One cold, rainy day a large number of us were crowded into the largest wigwam for a talk about the truths in the great Book. My two faithful Christian companions aided me all they could by giving personal testimony to the blessedness of this great salvation. But all seemed in vain. There the people sat and smoked in sullen indifference. When questioned as to their wishes and determinations, all I could get from them was, “As our fathers lived and died, so will we.”
Tired out and sad of heart, I sat down in quiet communion with the Blessed Spirit, and breathed up a prayer for guidance and help in this hour of sore perplexity. In my extremity the needed assistance came so consciously that I almost exulted in the assurance of coming victory. Springing up, I shouted out, “I know where all your children are, who are not among the living! I know, yes, I do know most certainly where all the children are, whom Death has taken in his cold grasp from among us, the children of the good and of the bad, of the whites and of the Indians, I know where all the children are.”
Great indeed was the excitement among them. Some of them had had their faces well shrouded in their blankets as they sat like upright mummies in the crowded wigwam. But when I uttered these words, they quickly uncovered their faces, and manifested the most intense interest. Seeing that I had at length got their attention, I went on with my words: “Yes, I know where all the children are. They have gone from your camp-fires and wigwams. The hammocks are empty, and the little bows and arrows lie idle. Many of your hearts are sad, as you mourn for those little ones whose voices you hear not, and who come not at your call. I am so glad that the Great Spirit gives me authority to tell you that you may meet your children again, and be happy with them for ever. But you must listen to His words, which I bring to you from His great Book, and give Him your hearts, and love and serve Him. There is only one way to that beautiful land, where Jesus, the Son of the Great Spirit, has gone, and into which He takes all the children who have died; and now that you have heard His message and seen His Book, you too must come this way, if you would be happy and there enter in.”

(Problem set)
1. Decide whether each statement agrees with the passage about the talk in the wigwam: (a) The talk was held on a cold, rainy day. (b) The speaker was helped by three Christian companions. (c) Some of the listeners had their faces covered by their blankets. Answer yes or no for each and quote the words from the passage that settle it.
2. In the passage about the talk in the wigwam, the speaker names the groups whose children Death has taken. List every one of these groups.
3. Take the passage about the talk in the wigwam further, starting after its final sentence.

(Data extracted from a collection)
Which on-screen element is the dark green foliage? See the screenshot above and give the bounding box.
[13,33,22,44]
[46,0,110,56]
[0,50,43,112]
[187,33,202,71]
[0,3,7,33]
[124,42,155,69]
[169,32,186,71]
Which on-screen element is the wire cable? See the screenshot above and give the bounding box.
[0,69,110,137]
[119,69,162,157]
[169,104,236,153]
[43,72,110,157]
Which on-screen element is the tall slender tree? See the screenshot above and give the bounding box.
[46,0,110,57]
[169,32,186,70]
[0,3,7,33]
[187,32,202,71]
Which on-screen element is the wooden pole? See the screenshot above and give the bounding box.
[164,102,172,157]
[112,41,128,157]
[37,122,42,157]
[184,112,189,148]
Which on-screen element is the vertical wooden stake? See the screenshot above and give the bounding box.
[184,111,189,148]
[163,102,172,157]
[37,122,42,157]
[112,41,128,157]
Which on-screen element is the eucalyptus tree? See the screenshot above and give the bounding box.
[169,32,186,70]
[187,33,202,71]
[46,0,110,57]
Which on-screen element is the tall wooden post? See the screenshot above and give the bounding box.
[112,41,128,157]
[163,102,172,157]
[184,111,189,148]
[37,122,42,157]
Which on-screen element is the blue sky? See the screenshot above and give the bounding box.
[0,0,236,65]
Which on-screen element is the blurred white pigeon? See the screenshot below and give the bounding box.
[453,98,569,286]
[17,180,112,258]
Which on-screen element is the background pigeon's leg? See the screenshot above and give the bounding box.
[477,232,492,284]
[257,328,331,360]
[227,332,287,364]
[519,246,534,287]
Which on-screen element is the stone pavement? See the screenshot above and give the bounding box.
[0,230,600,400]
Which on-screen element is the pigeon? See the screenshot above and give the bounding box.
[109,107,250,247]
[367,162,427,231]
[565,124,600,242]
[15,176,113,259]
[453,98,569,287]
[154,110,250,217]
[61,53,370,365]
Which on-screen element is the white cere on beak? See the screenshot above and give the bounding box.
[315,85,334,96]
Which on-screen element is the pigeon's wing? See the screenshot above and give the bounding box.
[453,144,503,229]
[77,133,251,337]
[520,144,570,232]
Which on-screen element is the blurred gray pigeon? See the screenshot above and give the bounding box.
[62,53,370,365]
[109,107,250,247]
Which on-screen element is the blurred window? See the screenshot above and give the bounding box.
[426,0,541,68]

(Answers in order)
1.
(a) Yes: "One cold, rainy day"
(b) No: "My two faithful Christian companions"
(c) Yes: "Some of them had had their faces well shrouded in their blankets"

2. the good, the bad, the whites, the Indians

3.
While I was thus speaking, a big, stalwart man from the other side of the tent sprang up, and rushed towards me. Beating on his breast, he said, “Missionary, my heart is empty, and I mourn much, for none of my children are left among the living; very lonely is my wigwam. I long to see my children again, and to clasp them in my arms. Tell me, Missionary, what must I do to please the Great Spirit, that I may get to that beautiful land, that I may meet my children again?” Then he sank at my feet upon the ground, his eyes suffused with tears, and was quickly joined by others, who, like him, were broken down with grief, and were anxious now for religious instruction.
To the blessed Book we went, and after reading what Jesus had said about little children, and giving them some glimpses of His great love for them, we told them “the old, old story,” as simply and lovingly as we could. There was no more scoffing or indifference. Every word was heard and pondered over, and from that hour a blessed work began, which resulted in the great majority of them deciding to give their hearts to God; and they have been true to their vows.